Short problem → Rewrite every row below, replacing "shaggy fur" with "thick wool" wherever it occurs and leaving everything else unchanged.
##### The input
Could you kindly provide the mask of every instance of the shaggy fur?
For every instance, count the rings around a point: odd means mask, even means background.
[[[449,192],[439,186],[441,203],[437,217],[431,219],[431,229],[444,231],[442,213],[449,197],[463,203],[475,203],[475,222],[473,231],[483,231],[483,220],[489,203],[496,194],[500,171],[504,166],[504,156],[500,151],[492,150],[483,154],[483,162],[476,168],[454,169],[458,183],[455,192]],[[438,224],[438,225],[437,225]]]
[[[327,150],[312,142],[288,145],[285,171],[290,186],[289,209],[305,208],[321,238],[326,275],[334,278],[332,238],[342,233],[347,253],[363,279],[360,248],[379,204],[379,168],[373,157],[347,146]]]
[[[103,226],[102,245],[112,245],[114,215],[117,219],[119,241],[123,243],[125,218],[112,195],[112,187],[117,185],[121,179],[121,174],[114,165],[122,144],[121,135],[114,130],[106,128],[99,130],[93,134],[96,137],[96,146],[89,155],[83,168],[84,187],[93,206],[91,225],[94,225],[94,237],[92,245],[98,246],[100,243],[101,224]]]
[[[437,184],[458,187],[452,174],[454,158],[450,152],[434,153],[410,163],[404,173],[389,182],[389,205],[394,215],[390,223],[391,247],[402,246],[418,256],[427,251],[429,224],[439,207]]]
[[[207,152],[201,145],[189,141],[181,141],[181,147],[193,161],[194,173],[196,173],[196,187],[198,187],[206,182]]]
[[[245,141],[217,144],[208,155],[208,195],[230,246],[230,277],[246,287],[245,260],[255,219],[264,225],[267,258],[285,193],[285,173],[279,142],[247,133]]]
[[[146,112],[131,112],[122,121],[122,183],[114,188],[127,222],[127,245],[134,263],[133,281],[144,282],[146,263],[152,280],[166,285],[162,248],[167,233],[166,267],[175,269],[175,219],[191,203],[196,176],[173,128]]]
##########
Correct response →
Could you kindly provide the mask of every instance of the thick wool?
For every instance, count the rings around a point: odd means mask, even means background.
[[[449,192],[439,186],[441,203],[437,217],[431,219],[431,229],[444,231],[442,213],[449,197],[463,203],[475,203],[475,222],[473,231],[483,231],[483,220],[489,203],[496,194],[500,171],[504,166],[504,156],[500,151],[492,150],[483,154],[483,162],[476,168],[454,169],[458,183],[455,192]],[[438,224],[438,225],[437,225]]]
[[[327,150],[312,142],[288,145],[285,171],[290,186],[289,209],[305,208],[321,238],[326,275],[334,278],[332,238],[342,233],[347,253],[363,279],[360,248],[379,204],[379,168],[373,157],[347,146]]]
[[[103,226],[102,245],[112,245],[114,215],[117,219],[119,241],[123,243],[125,218],[112,195],[112,187],[117,185],[121,179],[121,174],[114,165],[122,144],[121,135],[114,130],[106,128],[99,130],[93,134],[96,137],[96,146],[89,155],[83,168],[84,187],[93,206],[91,225],[94,225],[94,237],[92,245],[98,246],[100,243],[101,224]]]
[[[437,184],[458,187],[452,174],[454,158],[450,152],[434,153],[410,163],[404,173],[389,182],[389,205],[394,215],[390,223],[391,247],[402,246],[418,256],[427,251],[429,224],[439,207]]]
[[[207,152],[201,145],[189,141],[181,141],[181,147],[193,161],[194,173],[196,173],[196,187],[198,187],[206,182]]]
[[[245,141],[217,144],[208,155],[208,195],[230,246],[230,277],[246,287],[245,260],[255,219],[264,225],[267,258],[285,193],[285,173],[279,142],[247,133]]]
[[[146,112],[131,112],[122,121],[122,183],[114,188],[127,222],[127,245],[134,263],[133,281],[144,282],[146,263],[152,280],[166,285],[162,248],[167,233],[166,267],[175,269],[175,219],[191,203],[196,176],[173,128]]]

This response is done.